(Natural-language object grounding data)
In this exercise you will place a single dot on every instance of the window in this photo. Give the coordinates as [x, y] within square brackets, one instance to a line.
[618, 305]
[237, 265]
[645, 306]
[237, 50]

(What you are asked to do) Reproduce every entry exactly, with nothing added or dropped.

(Reply to the task)
In this exercise you will place a single dot on every instance of the window in this photo. Give the coordinates as [x, y] within square brackets, one instance to a line.
[618, 305]
[237, 265]
[645, 306]
[237, 50]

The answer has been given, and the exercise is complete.